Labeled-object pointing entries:
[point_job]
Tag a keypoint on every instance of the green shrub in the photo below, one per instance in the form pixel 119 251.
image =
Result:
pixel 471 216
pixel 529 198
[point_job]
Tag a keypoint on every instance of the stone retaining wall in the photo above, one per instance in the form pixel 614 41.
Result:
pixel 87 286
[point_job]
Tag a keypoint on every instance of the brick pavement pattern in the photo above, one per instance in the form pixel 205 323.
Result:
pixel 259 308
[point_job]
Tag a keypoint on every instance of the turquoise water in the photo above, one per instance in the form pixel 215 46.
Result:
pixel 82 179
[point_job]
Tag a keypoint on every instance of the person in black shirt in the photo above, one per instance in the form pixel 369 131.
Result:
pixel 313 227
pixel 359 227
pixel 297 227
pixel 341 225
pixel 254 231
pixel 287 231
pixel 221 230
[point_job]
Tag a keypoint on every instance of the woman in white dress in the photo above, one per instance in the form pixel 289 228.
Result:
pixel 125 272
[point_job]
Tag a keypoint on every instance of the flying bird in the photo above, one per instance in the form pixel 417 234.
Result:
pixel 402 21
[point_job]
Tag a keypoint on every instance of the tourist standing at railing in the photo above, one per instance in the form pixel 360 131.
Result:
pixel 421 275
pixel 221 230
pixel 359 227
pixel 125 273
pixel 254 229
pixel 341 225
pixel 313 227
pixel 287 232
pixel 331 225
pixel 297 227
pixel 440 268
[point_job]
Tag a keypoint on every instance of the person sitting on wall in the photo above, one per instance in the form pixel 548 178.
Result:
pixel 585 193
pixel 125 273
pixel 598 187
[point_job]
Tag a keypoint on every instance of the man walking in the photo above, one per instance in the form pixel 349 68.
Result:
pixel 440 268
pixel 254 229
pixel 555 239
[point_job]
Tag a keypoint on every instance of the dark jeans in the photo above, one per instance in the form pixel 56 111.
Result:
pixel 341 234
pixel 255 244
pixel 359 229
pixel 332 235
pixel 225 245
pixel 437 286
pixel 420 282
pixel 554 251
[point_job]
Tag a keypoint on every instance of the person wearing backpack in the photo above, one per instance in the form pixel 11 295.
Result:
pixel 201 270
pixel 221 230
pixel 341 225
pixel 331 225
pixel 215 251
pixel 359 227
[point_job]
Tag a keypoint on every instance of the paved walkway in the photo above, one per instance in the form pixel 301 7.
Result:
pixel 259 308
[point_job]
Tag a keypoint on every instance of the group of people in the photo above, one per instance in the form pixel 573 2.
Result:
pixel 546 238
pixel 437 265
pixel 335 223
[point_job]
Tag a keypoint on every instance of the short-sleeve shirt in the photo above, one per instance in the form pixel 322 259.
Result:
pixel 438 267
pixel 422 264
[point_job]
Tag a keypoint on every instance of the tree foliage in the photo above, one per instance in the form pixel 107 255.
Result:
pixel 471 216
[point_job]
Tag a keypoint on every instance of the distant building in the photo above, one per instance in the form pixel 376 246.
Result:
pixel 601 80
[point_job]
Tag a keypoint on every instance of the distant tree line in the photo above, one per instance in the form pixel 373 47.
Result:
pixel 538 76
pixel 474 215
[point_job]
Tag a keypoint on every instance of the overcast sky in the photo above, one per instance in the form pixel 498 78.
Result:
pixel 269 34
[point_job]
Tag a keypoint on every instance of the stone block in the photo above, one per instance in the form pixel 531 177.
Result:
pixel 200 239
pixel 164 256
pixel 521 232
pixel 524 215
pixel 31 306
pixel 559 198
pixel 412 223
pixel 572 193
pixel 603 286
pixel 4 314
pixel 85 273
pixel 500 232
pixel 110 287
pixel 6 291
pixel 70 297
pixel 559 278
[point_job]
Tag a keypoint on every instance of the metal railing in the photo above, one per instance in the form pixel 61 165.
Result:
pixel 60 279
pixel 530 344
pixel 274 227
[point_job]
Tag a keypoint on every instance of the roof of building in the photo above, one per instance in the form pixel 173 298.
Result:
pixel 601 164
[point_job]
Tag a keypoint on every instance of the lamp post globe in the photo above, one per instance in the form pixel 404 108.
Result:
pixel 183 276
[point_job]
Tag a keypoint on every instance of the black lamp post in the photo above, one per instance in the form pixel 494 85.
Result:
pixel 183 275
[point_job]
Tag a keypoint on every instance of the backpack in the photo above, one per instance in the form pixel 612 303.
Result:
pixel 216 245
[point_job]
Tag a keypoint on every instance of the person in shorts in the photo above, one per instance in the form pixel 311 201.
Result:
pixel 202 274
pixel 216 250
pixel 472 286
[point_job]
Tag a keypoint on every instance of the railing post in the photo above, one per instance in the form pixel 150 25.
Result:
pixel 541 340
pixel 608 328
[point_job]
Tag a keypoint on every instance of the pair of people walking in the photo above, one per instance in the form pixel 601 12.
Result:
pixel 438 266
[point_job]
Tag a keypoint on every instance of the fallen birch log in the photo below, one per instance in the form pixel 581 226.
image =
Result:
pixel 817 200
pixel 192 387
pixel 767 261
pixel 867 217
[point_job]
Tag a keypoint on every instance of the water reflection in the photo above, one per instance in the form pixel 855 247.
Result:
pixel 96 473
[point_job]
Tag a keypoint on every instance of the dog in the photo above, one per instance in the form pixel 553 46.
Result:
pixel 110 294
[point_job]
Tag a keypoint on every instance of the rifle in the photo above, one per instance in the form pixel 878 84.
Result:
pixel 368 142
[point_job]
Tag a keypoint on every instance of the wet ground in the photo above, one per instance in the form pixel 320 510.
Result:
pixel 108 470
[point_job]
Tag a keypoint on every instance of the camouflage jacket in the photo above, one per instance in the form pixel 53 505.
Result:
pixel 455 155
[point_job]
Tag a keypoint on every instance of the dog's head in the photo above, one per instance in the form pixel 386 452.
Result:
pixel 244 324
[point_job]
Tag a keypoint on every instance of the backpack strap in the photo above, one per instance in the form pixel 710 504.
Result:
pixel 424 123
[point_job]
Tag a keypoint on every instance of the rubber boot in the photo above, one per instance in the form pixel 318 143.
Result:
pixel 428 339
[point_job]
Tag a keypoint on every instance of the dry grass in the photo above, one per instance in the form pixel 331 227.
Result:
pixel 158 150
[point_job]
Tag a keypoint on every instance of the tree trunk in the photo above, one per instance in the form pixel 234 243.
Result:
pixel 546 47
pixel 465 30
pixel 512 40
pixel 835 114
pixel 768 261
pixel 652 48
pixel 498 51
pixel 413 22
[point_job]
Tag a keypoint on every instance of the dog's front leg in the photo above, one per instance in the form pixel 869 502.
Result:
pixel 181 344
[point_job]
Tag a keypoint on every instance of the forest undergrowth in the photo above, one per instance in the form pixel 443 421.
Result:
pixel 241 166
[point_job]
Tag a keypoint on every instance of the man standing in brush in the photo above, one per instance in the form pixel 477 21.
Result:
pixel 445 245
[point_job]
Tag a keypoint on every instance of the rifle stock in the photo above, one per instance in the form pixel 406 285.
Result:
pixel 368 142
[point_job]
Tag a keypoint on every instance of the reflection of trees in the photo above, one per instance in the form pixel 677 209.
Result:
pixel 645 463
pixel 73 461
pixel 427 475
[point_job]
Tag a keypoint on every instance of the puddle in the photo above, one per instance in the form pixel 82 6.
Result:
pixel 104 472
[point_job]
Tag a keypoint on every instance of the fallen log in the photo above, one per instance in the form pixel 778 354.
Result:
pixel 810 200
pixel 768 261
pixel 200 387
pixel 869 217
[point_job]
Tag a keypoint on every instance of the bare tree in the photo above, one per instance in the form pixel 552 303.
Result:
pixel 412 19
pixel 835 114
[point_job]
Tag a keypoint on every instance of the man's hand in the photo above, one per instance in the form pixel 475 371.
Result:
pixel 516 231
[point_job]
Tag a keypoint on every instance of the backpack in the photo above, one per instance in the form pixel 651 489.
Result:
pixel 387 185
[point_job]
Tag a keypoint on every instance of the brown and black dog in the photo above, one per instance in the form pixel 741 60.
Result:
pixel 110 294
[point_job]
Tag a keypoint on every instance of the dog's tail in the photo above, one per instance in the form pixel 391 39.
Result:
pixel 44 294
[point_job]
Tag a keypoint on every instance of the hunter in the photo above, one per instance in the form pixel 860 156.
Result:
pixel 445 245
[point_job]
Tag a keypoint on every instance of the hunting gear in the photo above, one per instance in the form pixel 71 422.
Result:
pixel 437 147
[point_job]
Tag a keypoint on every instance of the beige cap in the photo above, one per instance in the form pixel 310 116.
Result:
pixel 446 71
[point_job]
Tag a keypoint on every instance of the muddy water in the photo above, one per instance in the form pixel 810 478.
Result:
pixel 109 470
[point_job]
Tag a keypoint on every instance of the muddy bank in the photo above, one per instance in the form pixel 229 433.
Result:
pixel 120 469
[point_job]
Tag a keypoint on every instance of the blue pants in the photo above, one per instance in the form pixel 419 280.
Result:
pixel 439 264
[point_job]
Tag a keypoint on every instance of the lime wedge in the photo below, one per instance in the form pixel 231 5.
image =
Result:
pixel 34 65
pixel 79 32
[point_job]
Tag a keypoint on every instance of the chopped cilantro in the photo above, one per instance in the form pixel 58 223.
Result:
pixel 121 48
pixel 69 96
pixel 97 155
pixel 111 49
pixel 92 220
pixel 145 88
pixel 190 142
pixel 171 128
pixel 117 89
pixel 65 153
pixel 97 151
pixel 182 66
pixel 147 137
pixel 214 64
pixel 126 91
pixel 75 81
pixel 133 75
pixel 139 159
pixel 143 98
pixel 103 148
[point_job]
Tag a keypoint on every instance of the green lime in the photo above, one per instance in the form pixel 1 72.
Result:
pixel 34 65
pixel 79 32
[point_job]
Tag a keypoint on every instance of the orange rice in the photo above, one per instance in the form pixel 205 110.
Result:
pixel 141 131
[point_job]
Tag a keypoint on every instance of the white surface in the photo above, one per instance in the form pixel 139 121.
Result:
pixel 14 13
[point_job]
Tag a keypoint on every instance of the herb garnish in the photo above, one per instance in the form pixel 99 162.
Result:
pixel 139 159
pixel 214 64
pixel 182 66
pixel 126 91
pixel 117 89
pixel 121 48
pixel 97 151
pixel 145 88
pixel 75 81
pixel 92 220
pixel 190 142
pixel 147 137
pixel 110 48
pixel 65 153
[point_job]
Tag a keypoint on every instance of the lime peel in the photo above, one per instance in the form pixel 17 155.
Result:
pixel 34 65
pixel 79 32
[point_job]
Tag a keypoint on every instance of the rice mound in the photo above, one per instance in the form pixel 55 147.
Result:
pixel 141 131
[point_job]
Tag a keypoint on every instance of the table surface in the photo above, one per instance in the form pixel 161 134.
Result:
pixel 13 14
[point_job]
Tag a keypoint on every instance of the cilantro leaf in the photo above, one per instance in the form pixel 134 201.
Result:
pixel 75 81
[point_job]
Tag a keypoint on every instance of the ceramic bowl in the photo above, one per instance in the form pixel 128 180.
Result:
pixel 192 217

### Problem details
Express everything from the first line down to the line containing "pixel 125 272", including that line, as a JSON list of strings, with one string per line and blank lines left out.

### Task response
[
  "[point_job]",
  "Tag a keypoint on every instance of the green shrub in the photo below, one per instance in the form pixel 119 251.",
  "image =",
  "Result:",
  "pixel 471 216",
  "pixel 529 198",
  "[point_job]",
  "Tag a keypoint on every instance of the stone retaining wall in the photo above, one per instance in the form pixel 614 41.",
  "Result:",
  "pixel 87 286",
  "[point_job]",
  "Tag a keypoint on every instance of the brick pavement pattern in the photo above, one per instance in the form pixel 205 323.",
  "Result:",
  "pixel 259 308",
  "[point_job]",
  "Tag a keypoint on every instance of the turquoise water in the photo above, one per instance in the form pixel 215 46.",
  "Result:",
  "pixel 82 179",
  "[point_job]",
  "Tag a keypoint on every instance of the person in black shirt in the photo above, one per instance in the form pixel 369 131.",
  "Result:",
  "pixel 313 227",
  "pixel 359 227",
  "pixel 297 227",
  "pixel 341 225",
  "pixel 254 231",
  "pixel 287 231",
  "pixel 221 230",
  "[point_job]",
  "Tag a keypoint on every instance of the woman in white dress in the photo above, one per instance in the form pixel 289 228.",
  "Result:",
  "pixel 125 272"
]